> **Vorliegender Text**
++++++++++++++++++++

Vom Umgang mit „grimmigen Wahrheiten“
von Helga Nowotny
In seiner Eröffnungsrede anlässlich der Nobelpreisverleihung 2016 zog Carl-Henrik Heldin, Vorsitzender der Nobel Stiftung, Parallelen zwischen unserer aktuellen Realität und der Welt des späten neunzehnten Jahrhunderts, in der Alfred Nobel lebte und arbeitete.
Nobels Ära war von rapider Industrialisierung und ökonomischer Ausweitung gekennzeichnet. Progressive politische Ideen für friedliche, internationale Kooperation erblühten, Nationalismus, Xenophobie, geopolitische Spannungen sowie Terrorismus gediehen jedoch ebenfalls. Anarchisten ermordeten einen russischen Zaren, einen österreichischen Herrscher sowie amerikanische und französische Präsidenten; der Ausbruch des Ersten Weltkrieges bedeutete einen beinahe fatalen Schlag gegen die Europäische Zivilisation.

++++++++++++++++++++

> **Daten**

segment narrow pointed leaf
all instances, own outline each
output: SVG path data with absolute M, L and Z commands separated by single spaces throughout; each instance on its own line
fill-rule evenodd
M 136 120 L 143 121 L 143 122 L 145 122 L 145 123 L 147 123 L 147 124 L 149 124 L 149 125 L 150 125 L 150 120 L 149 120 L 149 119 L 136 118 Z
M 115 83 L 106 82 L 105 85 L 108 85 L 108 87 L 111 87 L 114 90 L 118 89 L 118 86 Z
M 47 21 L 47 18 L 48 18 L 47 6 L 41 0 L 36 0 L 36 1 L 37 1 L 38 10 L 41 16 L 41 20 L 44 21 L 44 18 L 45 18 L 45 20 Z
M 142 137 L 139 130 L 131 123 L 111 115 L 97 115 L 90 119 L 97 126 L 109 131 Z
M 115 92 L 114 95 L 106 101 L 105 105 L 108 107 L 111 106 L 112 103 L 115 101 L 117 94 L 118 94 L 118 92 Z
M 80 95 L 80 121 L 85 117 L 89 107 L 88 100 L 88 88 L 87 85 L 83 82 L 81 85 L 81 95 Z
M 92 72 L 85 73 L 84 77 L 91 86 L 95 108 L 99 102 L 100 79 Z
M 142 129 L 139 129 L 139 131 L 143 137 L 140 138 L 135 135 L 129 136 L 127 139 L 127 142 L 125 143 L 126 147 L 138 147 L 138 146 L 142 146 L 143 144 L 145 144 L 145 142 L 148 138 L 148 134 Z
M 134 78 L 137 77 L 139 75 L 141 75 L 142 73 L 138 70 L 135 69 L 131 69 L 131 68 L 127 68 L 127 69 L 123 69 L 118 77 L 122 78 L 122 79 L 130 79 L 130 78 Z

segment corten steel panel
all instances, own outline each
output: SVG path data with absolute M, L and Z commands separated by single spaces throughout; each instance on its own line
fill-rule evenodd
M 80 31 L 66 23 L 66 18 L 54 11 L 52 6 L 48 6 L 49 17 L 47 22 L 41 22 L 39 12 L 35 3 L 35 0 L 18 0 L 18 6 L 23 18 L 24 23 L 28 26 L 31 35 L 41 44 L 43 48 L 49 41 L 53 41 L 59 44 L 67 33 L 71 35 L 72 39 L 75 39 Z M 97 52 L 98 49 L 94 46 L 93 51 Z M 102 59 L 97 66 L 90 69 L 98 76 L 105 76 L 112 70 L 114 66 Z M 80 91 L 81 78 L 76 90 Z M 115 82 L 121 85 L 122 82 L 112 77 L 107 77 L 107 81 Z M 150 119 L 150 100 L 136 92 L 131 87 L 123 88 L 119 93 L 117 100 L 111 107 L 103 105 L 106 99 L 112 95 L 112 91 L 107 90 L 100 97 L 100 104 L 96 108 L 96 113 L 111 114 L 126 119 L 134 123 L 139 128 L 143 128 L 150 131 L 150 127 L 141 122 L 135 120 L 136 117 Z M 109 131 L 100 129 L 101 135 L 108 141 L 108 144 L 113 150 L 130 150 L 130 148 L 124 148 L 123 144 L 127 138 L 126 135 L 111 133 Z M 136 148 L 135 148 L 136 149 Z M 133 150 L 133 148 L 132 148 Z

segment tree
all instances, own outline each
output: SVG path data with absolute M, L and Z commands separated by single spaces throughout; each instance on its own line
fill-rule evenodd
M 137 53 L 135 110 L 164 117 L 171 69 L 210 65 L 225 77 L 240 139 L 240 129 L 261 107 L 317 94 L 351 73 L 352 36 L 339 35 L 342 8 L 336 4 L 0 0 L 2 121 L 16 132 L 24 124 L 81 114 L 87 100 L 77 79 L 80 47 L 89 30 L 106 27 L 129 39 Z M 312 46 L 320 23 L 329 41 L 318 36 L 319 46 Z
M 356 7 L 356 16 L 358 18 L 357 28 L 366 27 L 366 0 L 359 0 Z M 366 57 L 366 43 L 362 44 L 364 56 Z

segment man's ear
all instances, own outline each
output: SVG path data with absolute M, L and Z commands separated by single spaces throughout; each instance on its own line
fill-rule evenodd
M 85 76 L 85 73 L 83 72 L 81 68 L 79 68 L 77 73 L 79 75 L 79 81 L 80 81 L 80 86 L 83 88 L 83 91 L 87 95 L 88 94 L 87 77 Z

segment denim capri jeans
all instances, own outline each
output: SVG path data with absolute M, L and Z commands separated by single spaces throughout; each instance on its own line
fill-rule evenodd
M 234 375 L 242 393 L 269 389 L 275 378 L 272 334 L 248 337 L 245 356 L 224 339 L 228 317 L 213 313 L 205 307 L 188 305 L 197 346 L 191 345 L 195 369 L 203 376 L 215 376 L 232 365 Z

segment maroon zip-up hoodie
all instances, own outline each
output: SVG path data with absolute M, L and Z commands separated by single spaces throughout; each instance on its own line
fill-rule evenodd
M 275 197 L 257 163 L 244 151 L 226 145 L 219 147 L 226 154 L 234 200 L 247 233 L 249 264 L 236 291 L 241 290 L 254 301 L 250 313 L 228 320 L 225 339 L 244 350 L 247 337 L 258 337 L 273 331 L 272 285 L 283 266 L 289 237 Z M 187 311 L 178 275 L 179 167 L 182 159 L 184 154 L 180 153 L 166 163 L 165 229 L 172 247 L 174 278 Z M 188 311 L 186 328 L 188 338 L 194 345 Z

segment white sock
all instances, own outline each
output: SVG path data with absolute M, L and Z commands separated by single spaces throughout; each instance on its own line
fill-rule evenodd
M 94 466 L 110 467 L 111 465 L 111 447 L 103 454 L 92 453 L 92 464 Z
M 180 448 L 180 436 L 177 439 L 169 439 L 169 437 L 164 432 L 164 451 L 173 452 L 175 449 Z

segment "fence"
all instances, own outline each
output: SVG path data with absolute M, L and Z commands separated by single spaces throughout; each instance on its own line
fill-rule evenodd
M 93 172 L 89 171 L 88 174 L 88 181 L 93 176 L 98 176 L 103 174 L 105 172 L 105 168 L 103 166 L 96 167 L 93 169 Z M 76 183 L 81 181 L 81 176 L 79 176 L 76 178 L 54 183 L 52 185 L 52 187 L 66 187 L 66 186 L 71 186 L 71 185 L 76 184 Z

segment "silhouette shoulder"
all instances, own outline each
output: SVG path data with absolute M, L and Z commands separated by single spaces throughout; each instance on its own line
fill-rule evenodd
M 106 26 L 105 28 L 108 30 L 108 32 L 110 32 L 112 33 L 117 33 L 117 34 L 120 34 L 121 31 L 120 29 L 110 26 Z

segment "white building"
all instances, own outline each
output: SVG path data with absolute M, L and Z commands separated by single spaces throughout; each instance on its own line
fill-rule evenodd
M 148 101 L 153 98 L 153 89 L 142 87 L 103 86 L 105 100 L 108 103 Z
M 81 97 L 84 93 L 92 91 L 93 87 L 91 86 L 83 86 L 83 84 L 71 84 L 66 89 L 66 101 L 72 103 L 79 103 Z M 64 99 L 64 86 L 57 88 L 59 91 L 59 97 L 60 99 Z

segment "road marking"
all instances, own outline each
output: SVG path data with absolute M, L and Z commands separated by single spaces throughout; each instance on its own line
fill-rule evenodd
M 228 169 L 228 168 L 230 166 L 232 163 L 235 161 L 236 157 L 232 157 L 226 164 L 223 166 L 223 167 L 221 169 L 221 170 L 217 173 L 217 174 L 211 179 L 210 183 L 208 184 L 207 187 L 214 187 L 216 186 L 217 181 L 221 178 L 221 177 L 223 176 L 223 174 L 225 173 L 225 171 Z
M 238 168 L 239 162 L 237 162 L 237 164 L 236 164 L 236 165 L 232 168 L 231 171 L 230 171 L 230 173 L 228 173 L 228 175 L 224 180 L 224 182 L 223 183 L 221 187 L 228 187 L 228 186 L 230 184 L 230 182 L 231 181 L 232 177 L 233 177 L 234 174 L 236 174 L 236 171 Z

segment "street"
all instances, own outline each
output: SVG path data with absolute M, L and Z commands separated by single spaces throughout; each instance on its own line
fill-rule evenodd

++++++++++++++++++++

> **Aufgabenstellung**
#1 Wer hielt laut dem vorliegenden Text die Eröffnungsrede bei der Nobelpreisverleihung 2016?
#2 Gib den Abschnitt des vorliegenden Textes von „Nobels Ära war“ bis „die Europäische Zivilisation.“ unverändert wieder.

> **Lösungen**
#1 Carl-Henrik Heldin, der Vorsitzende der Nobel Stiftung.

#2
Nobels Ära war von rapider Industrialisierung und ökonomischer Ausweitung gekennzeichnet. Progressive politische Ideen für friedliche, internationale Kooperation erblühten, Nationalismus, Xenophobie, geopolitische Spannungen sowie Terrorismus gediehen jedoch ebenfalls. Anarchisten ermordeten einen russischen Zaren, einen österreichischen Herrscher sowie amerikanische und französische Präsidenten; der Ausbruch des Ersten Weltkrieges bedeutete einen beinahe fatalen Schlag gegen die Europäische Zivilisation.